→ SOURCE PASSAGE:

The Southern Illinois University Edwardsville Office of Institutional Diversity and Inclusion hosted an action-oriented dialogue among more than 240 campus administrators, faculty, staff and students, and surrounding community leaders, during the Diversity Strategic Plan Summit held Wednesday, Jan. 18, in the Morris University Center.
The event featured a discussion-based analysis of the university’s Diversity Strategic Plan that was enacted in 2013. Participants were invited to offer objectives, outcomes, measures and projected completion dates that would help achieve the goals set forth in that plan.
Venessa Brown, PhD, associate vice chancellor for diversity and inclusion, led the Summit, which included the tag line: “The journey continues to build an inclusive campus environment.” Brown began the day by quoting Dr. Martin Luther King Jr: “Our lives begin to end the day we become silent about things that matter.”
“One of the best parts of a university is that we have so many different perspectives and experiences, and we get a chance to share those with each other and create a richer environment for all of us,” SIUE Chancellor Dr. Randy Pembrook said. “Today, we’re going to talk about goals and objectives, but the part I like the best is the action steps we’ll be discussing. We’re not going to just talk about what we’ll do, not just support the concept, but we are going to make our environment better.
“The University Diversity Strategic Plan aims to identify goals and strategies for pursuing success in diversity and inclusion, helps to develop empathy and understanding through knowledge of others, and reminds us that an appreciation for diversity and inclusion benefits all of us.”
The six goals brought forth for discussion included:
• Improve recruitment and hiring of diverse faculty, staff, students and administration.
• Improve retention of diverse faculty, staff, students and administration.
• Develop and maintain a campus culture and climate in which embracing diversity and inclusion is a core value of the SIUE community.
• Enhance students’ diversity-related knowledge, skills and attitudes necessary for succeeding in a diverse, inclusive and global world.
• Advance institutional commitment and accountability to diversity and inclusion initiatives, practices and policies.
• Develop collaborative partnerships that support diversity and inclusion initiatives at SIUE.
Diversified groups of participants discussed each goal in small groups and then presented their recommendations to all attendees. Among the multiple ideas brought forth were such recommendations as expanding the Office of Diversity and Inclusion for programming and sustained dialogue to be implemented in greater frequency and at the program and departmental level, mandatory cultural courses and training requirements, and stronger peer-to-peer mentorship programs for students, faculty and staff.
“We need to add some help and resources to the Office of Diversity and Inclusion to help put this entire plan into operation,” student body president Luke Jansen told the group. “We can sit here and talk about it all day, but if there’s not one driving force behind it, it’s not going to happen.”

→ DATA FOR ANALYSIS:
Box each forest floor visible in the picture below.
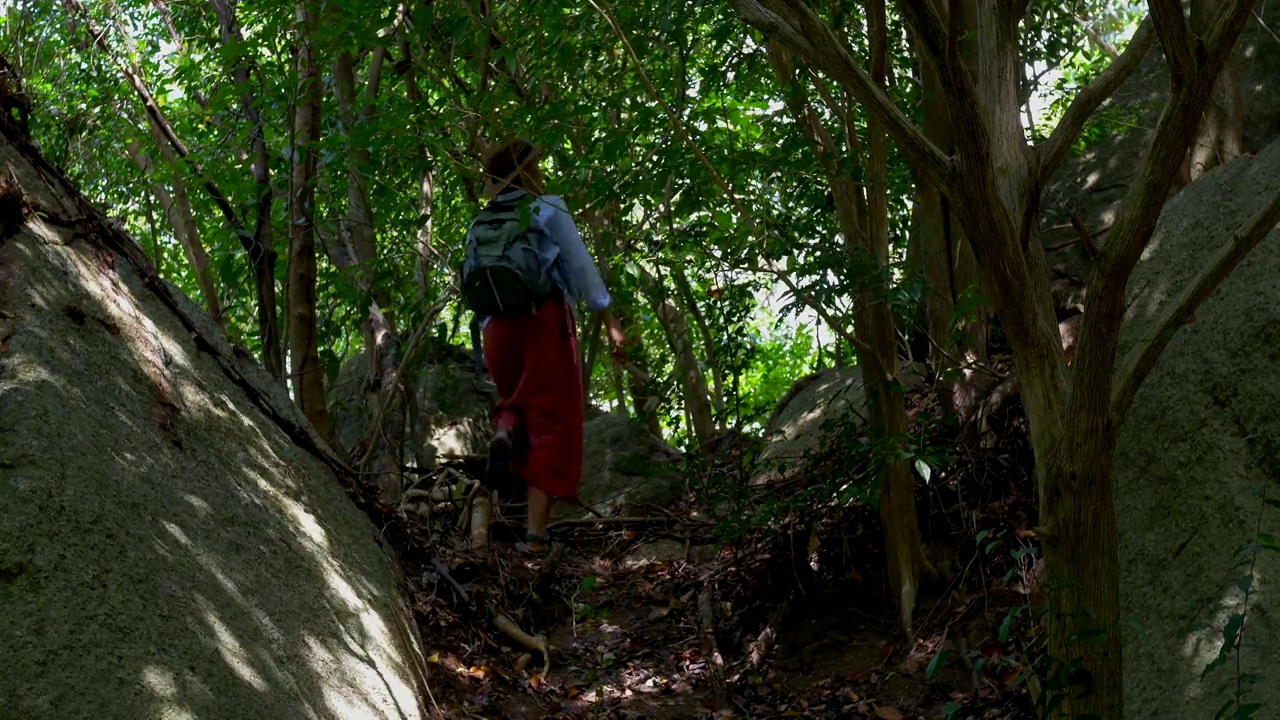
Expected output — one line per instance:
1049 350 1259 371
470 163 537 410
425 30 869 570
368 368 1039 720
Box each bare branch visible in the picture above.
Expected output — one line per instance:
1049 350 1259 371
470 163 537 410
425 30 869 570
1197 0 1254 64
730 0 952 188
1111 185 1280 425
1075 15 1120 63
1071 210 1098 263
1036 18 1156 187
1148 0 1196 92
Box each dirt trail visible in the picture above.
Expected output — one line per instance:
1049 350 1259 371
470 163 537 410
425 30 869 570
376 443 1034 720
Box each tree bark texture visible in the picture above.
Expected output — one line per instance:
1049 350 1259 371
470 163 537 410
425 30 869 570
288 0 334 442
212 0 284 382
1188 0 1244 181
653 284 716 447
730 0 1252 719
671 265 724 423
768 15 933 633
63 0 284 379
855 0 933 627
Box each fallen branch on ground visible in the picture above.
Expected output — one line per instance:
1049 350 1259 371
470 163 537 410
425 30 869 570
493 612 552 678
548 515 716 528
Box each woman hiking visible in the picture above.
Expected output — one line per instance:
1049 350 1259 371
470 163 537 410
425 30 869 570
462 140 625 556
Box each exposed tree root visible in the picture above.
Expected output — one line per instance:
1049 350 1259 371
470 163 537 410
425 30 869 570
698 583 726 705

→ WORK TASK: According to the article on the diversity summit, in what year was the university's Diversity Strategic Plan enacted?

→ ANSWER BOX: 2013